He attributed the group’s growth to-date “to being customer centric” and providing clients with service that exceeded their expectations. His previous career in accounting and pension administration had also provided a lot of contacts and introductions that have produced business .
The Leno chief added that the group’s new five-storey headquarters complex, of which its 20 employees will occupy just the top floor, stands to give it “a real footprint” and strengthen the message that it is a “real player” in Bahamian financial services.
He suggested that it is the first of many similar projects that may be undertaken through its real estate development unit, Leno Realty Holdings, which is headed by his nephew, Hartman Longley Jnr, a licensed real estate broker and Bahamas Real Estate Association (BREA) director.
“We’ll be looking for projects and building more office complexes,” Sean Longley told Tribune Business. “We see that as an opportunity for growth. It’s going to be a very significant part, a second arm.”

========

Assignment:
Answer these questions from the article on the Leno group.
(a) To what was the group's growth to date attributed?
(b) How many employees will the new headquarters house, and on which floor?
(c) Who heads Leno Realty Holdings?

========

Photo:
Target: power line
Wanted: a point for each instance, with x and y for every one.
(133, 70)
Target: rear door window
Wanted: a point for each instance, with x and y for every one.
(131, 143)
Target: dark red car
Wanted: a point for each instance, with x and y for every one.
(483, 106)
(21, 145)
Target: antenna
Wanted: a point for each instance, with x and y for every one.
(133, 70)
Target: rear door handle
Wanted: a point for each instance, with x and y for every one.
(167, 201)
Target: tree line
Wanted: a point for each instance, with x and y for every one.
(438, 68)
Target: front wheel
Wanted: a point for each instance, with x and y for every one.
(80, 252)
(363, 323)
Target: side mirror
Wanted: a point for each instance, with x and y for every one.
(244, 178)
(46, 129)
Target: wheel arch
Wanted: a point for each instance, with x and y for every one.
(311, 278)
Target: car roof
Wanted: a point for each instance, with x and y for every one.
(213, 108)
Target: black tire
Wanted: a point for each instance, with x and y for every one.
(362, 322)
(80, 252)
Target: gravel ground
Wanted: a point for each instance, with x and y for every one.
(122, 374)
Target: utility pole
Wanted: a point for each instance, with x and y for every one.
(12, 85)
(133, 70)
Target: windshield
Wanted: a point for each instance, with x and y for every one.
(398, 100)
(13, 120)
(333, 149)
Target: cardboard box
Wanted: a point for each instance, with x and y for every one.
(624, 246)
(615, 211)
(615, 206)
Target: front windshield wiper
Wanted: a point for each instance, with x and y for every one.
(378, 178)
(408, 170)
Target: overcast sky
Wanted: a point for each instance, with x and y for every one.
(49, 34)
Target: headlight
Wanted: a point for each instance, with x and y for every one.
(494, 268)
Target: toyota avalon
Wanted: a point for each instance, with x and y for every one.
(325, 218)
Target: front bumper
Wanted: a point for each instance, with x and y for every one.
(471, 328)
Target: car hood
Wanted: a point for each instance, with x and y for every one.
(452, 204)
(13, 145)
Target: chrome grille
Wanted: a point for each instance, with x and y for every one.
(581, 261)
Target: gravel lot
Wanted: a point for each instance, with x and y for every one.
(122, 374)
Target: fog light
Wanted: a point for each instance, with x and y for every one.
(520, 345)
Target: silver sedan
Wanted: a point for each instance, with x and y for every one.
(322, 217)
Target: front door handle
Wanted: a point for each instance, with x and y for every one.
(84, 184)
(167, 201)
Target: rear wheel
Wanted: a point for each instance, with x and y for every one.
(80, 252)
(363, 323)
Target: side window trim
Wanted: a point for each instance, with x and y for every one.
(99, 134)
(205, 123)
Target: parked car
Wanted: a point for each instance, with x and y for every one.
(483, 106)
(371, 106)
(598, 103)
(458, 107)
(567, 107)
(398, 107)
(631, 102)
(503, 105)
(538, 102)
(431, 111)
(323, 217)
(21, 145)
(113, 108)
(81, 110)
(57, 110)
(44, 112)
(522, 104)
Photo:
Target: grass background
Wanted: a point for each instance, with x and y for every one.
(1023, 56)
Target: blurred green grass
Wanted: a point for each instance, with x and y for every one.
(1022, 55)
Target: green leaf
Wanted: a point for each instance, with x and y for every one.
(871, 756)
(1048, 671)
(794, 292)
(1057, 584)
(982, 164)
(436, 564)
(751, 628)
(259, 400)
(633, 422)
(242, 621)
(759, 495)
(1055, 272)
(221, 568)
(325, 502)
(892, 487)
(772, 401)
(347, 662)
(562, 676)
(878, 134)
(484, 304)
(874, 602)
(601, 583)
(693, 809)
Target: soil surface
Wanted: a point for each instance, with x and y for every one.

========

Output of the exercise:
(a) To being customer centric and giving clients service that exceeded their expectations.
(b) 20 employees, on the top floor of the five-storey complex.
(c) Hartman Longley Jnr, a licensed real estate broker and BREA director.